- What the task asks
Every entry below must appear again, exactly as written.

- Source records
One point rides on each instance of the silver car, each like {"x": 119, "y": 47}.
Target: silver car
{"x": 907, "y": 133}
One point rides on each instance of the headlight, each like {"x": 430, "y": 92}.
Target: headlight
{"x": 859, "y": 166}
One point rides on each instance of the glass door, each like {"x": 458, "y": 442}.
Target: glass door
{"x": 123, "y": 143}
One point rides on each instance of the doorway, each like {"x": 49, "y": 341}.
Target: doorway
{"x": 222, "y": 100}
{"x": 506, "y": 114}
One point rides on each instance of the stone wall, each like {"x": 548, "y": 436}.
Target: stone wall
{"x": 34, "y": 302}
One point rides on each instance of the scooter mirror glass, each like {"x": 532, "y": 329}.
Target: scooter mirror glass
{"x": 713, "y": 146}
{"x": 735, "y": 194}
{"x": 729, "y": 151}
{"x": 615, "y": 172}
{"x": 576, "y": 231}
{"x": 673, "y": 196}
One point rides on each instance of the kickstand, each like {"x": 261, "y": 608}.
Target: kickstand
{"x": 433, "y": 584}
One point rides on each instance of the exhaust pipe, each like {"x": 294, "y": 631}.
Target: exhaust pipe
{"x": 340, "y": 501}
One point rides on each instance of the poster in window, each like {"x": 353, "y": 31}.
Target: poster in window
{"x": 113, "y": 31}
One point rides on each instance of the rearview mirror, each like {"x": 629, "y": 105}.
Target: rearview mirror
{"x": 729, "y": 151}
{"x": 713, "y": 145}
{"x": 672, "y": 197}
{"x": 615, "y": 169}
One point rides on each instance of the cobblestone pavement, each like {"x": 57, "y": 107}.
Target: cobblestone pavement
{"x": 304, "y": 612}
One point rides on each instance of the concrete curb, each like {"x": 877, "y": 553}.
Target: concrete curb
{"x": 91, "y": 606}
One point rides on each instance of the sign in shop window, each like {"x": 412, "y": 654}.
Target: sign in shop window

- Response to the task
One point rides on each instance of the silver car, each like {"x": 119, "y": 47}.
Target: silver car
{"x": 907, "y": 133}
One point rides on each instance of the headlight, each like {"x": 430, "y": 92}.
Target: headlight
{"x": 859, "y": 166}
One point rides on each instance of the glass door, each like {"x": 458, "y": 442}.
Target: glass door
{"x": 123, "y": 143}
One point rides on each instance of the doorway, each like {"x": 49, "y": 341}.
Target: doorway
{"x": 222, "y": 100}
{"x": 506, "y": 114}
One point rides on each instance of the stone wall, each like {"x": 548, "y": 436}.
Target: stone wall
{"x": 34, "y": 302}
One point rides on each instance of the scooter mirror glass, each like {"x": 532, "y": 329}.
Target: scooter mirror glass
{"x": 713, "y": 146}
{"x": 735, "y": 194}
{"x": 729, "y": 151}
{"x": 615, "y": 172}
{"x": 576, "y": 231}
{"x": 673, "y": 196}
One point rides on each instance of the kickstand, each like {"x": 261, "y": 608}.
Target: kickstand
{"x": 433, "y": 584}
One point rides on each instance of the exhaust pipe, each like {"x": 294, "y": 631}.
Target: exhaust pipe
{"x": 340, "y": 501}
One point rides on each instance of the poster in window, each like {"x": 353, "y": 31}.
Target: poster in window
{"x": 113, "y": 31}
One point rides on each instance of the rearview mirror, each like {"x": 629, "y": 105}.
Target: rearview mirror
{"x": 729, "y": 151}
{"x": 713, "y": 145}
{"x": 672, "y": 197}
{"x": 615, "y": 169}
One point rides on each instance of the cobblestone pavement, each like {"x": 57, "y": 107}.
Target: cobblestone pavement
{"x": 304, "y": 612}
One point rides on each instance of the concrete curb, each like {"x": 877, "y": 553}.
Target: concrete curb
{"x": 91, "y": 606}
One point rides on each instance of the sign in shop window, each like {"x": 412, "y": 654}.
Target: sign in shop window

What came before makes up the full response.